◆ Consigne
Quelles formes verbales conjuguées au passé simple trouve-t-on dans l'article sur le cinéma hongkongais ? Relevez chaque occurrence, même si le verbe se répète.

◆ Texte de l'exercice
Requiem pour HK
En durcissant la loi sur la sécurité nationale, le Parlement chinois se donne les moyens d’effacer la production HK depuis ses origines. Dans le même temps sort un livre racontant son âge d’or. Est-ce vraiment la fin du cinéma hongkongais ?
En vigueur à Hong Kong depuis l’été 2020, la loi sur la sécurité nationale votée par le Parlement chinois avait réduit au silence les dernières voix dissonantes de l’ex-colonie britannique. Il y a quelques semaines, il a pourtant été décidé de resserrer un peu plus le bâillon sur leur bouche : le texte a été amendé afin de permettre aux autorités d’interdire la diffusion de films jugés « subversifs » par le comité de censure. Si la stupéfaction fut totale (on en a causé jusqu’au JT de France 2), c’est que la mesure s’appliquait non seulement à toute la production hongkongaise à venir, mais aussi à celle tournée depuis… eh bien, depuis, en gros, l’invention du cinéma. La production locale ne fut pourtant pas forcément la plus politisée et contestataire de la planète. Mais elle se caractérisa tout de même par sa liberté de ton inouïe, et son goût des excès, notamment de l’ultraviolence, qui seront peut-être un jour perçus comme des motifs « subversifs » aux yeux d’un régime totalitaire. Ça ne veut pas dire que le catalogue de la Shaw Brothers ou la filmo de John Woo vont se faire atomiser par le pouvoir en place, mais, si le besoin s’en fait sentir, les outils sont là. On fait donc bien attention à conserver ses DVD HK, et on n’espère plus grandchose pour l’avenir.

◆ Données fournies

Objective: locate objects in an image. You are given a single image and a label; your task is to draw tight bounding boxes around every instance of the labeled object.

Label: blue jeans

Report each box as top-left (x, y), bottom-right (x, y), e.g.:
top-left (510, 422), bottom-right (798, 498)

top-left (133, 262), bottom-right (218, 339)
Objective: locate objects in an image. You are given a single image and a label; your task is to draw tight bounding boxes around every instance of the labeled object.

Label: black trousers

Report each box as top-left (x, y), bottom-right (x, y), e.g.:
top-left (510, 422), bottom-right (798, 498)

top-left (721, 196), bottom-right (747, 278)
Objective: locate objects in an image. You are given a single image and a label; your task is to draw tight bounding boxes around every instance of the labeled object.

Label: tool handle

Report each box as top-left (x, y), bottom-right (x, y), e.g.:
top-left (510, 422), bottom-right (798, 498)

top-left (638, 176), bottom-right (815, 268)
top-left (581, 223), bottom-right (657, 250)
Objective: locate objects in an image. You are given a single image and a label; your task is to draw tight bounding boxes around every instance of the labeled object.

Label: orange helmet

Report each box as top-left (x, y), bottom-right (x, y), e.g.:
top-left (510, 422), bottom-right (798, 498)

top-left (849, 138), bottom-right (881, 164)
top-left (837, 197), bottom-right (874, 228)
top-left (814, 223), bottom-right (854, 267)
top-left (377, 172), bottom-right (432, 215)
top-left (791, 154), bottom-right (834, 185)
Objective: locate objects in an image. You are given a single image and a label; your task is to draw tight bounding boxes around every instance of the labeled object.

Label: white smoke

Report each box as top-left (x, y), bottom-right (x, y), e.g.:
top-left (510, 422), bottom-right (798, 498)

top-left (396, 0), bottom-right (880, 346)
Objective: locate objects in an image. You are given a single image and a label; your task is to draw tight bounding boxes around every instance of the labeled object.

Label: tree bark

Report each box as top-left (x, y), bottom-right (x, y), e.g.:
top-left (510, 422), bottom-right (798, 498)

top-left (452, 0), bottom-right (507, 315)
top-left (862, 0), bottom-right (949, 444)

◆ Votre réponse
- « fut » (« la stupéfaction fut totale »)
- « fut » (« La production locale ne fut pourtant pas forcément la plus politisée »)
- « se caractérisa » (« elle se caractérisa tout de même par sa liberté de ton inouïe »)